* EXERCISE REQUIREMENTS:
Turn the records into a two-column CSV with the headers instruction and answer. Write one row per record, put each field in double quotes, and replace line breaks with spaces.

#### SUPPLIED MATERIAL ####

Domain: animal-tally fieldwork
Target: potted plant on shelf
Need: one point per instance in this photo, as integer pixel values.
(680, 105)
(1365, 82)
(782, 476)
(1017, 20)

####

* WRITTEN ANSWER:
instruction,answer
"Domain: animal-tally fieldwork Target: potted plant on shelf Need: one point per instance in this photo, as integer pixel values.","(680, 105) (1365, 82) (782, 476) (1017, 20)"